# PASSAGE SHOWN:
• • • • • • •

The African American Shakespeare Company

D.T. Lee

From a Midsummer Night's Dream to Reality

Since the summer of 1993, actress Sherri Young had envisioned productions of classical plays infused with the life experiences of people of color. She wanted to create a theater company that would challenge long-existing casting prejudices, expand the realm of dramatic storytelling, and provide new opportunities for African-American theater professionals.

As Young saw it, earning acceptance within presentations of European classical theater is important to actors--regardless of color--who take their craft seriously. For one thing, the Bard rules. According to the journalists who compiled the book 1,000 Years, 1,000 People: Ranking the Men and Women Who Shaped the Millennium, Shakespeare is the fifth-most-important person in this millennium. The Guinness Book of World Records lists him as the most filmed author ever, with more than 300 direct and 40 loosely based film adaptations of his plays. His impact on the world's art and culture is as far-reaching and as indelible as India ink spilled on cotton.

Within all of Shakespeare's works are parts of substance for which most actors would kill. Furthermore, throughout the world, classical theater is considered the barometer by which an actor's artistry and craftsmanship are measured. Regardless of the credits that an actor has accumulated--whether onscreen or onstage--industry executives inevitably ask, Have you done Shakespeare?

After auditioning and being passed over for Shakespearean roles many times over, Young decided that she was no longer willing to sit still or, worse, to beg for crumbs from the large theater companies. In the fall of 1993, she gathered a few close friends around a table to discuss an idea that had been haunting her like Banquo's ghost.

• • • • • • •

# EXTRACTED RECORDS:
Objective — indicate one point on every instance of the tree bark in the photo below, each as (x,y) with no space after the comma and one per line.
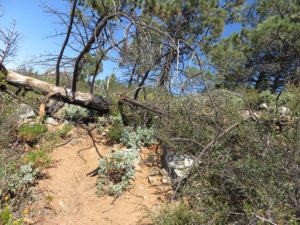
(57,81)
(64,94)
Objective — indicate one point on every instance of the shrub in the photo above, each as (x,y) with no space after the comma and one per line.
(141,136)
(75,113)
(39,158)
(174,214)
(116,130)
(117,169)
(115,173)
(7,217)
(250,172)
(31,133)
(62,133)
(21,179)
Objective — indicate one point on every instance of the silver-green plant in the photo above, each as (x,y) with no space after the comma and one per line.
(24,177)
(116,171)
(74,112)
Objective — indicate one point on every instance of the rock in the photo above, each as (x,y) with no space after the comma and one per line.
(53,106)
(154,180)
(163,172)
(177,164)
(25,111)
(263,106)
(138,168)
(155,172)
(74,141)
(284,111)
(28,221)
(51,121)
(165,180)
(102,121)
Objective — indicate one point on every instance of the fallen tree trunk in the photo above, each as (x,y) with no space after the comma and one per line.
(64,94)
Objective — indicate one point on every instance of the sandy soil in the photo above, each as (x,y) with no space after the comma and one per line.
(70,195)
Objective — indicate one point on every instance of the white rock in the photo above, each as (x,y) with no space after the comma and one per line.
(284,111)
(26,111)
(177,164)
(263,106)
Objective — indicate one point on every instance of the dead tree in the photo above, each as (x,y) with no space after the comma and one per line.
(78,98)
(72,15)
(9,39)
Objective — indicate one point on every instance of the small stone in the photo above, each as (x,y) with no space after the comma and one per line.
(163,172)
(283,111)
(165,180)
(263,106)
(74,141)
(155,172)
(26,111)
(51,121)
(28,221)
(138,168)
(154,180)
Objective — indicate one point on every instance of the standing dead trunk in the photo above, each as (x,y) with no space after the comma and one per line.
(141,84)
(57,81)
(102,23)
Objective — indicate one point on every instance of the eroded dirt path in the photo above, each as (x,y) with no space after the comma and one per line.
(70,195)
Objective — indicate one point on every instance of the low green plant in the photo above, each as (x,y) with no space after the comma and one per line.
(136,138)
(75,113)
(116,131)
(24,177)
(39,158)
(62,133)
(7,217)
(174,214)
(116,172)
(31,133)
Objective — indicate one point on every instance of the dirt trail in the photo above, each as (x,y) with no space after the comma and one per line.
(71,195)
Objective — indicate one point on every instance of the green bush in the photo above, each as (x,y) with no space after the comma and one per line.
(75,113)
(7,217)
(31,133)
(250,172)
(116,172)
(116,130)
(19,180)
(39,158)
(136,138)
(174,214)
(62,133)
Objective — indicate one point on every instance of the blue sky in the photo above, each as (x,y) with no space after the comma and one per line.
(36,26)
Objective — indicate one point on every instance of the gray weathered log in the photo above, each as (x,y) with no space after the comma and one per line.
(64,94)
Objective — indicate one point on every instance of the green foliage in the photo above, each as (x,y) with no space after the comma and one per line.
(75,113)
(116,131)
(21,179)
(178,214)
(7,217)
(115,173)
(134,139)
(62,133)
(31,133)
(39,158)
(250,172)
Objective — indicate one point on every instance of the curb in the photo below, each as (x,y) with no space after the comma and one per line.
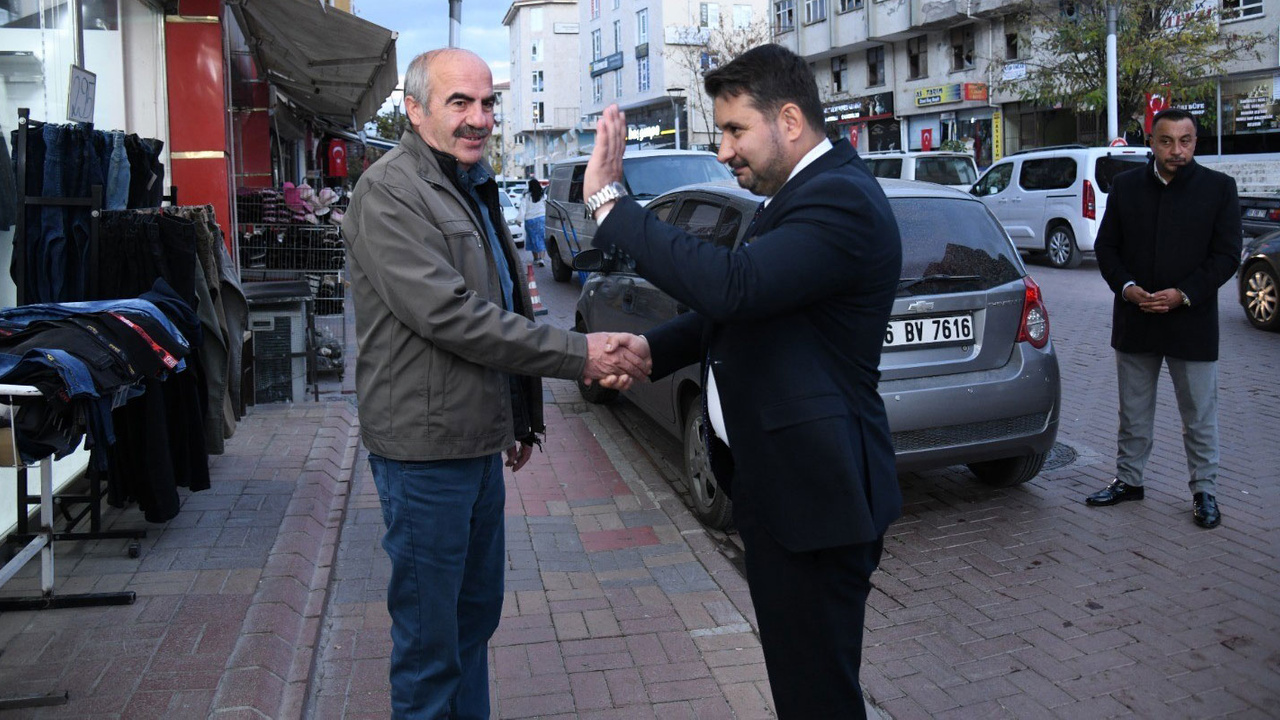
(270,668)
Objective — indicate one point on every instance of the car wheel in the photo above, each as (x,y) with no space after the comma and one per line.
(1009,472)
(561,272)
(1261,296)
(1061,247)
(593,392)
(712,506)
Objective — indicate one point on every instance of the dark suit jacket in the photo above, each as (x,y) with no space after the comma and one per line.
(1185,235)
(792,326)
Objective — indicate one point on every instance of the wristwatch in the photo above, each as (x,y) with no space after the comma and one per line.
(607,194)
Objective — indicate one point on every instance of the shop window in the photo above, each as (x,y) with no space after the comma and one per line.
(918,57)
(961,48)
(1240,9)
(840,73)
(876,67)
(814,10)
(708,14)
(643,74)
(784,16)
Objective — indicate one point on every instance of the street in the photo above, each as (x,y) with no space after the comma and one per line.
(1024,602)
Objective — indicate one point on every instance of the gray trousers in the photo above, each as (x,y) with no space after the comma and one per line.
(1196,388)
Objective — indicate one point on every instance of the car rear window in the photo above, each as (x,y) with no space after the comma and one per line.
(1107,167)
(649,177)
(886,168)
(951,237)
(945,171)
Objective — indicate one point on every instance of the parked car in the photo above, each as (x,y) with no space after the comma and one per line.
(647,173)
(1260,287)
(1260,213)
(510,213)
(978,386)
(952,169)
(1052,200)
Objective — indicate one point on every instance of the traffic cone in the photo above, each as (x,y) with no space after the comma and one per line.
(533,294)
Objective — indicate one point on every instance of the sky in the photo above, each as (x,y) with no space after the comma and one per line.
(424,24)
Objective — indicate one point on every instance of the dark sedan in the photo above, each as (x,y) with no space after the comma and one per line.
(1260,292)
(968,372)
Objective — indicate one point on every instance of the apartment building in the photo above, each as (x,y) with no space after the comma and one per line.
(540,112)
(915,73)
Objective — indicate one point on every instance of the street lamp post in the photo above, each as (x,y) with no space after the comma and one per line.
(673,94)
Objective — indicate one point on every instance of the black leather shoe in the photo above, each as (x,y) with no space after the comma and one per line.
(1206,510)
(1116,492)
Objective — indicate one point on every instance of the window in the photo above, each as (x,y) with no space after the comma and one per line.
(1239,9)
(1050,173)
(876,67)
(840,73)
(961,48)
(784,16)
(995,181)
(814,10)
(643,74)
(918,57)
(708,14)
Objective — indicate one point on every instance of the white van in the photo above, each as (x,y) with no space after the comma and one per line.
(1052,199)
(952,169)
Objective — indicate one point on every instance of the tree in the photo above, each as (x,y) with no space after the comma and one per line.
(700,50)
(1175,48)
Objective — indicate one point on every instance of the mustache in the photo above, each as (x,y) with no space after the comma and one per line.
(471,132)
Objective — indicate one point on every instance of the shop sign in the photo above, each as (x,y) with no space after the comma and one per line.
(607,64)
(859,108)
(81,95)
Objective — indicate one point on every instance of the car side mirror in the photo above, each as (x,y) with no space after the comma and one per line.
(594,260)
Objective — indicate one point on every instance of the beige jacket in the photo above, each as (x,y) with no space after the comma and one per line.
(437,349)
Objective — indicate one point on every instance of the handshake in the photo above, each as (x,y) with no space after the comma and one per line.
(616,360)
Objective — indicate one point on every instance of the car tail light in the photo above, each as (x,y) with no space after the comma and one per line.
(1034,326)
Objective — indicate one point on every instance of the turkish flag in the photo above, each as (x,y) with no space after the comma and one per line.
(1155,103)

• • • • • • •

# SET TASKS:
**a)** In the passage about the African American Shakespeare Company, how many direct film adaptations of Shakespeare's plays does the Guinness Book of World Records list?
**b)** Resume the passage about the African American Shakespeare Company, picking up right after its final sentence.

# ANSWERS BELOW:
**a)** More than 300.

**b)**
One of the friends Young summoned was Bonnee Stingily, a fellow trouper. When Young and Stingily were approaching the end of their studies at the American Conservatory Theater, in San Francisco, they started to consider the roles they might never be allowed to play, the challenges they might never be allowed to conquer.

"As graduate students, we were receiving training in classical material," Stingily says. "Sherri and I both really enjoyed it. And we started to ask each other, When will we ever get to do this material again?"

The prospects looked bleak. The two actresses had gained much from studying and performing classical material and believed that they had much to offer, but Stingily felt that a joke often repeated in the African- American theater community seemed to describe their fates: "The only way we will get to do Shakespeare is as one of the three witches in Macbeth." The quip grows out of a tragic truth: Directors and casting agents routinely turn away actors and actresses of color when they are selecting players for Shakespeare's major roles.

Like old King Lear, Young and Stingily were railing against closed doors. Seven months after the closing of George C. Wolfe's The Colored Museum, a production in which both had starring roles, casting directors would not hire them. The idle time allowed them to begin daydreaming about how they could right this wrong. They mused that they needed their own company--a company imbued with color.

"It was just two actresses talking about impossibilities," Stingily recalls, "talking about a dream." But sitting at that table with her friends in the fall of 1993, Young declared that the doors of the African- American Shakespeare Company were now open. The time had arrived to make their dream a reality.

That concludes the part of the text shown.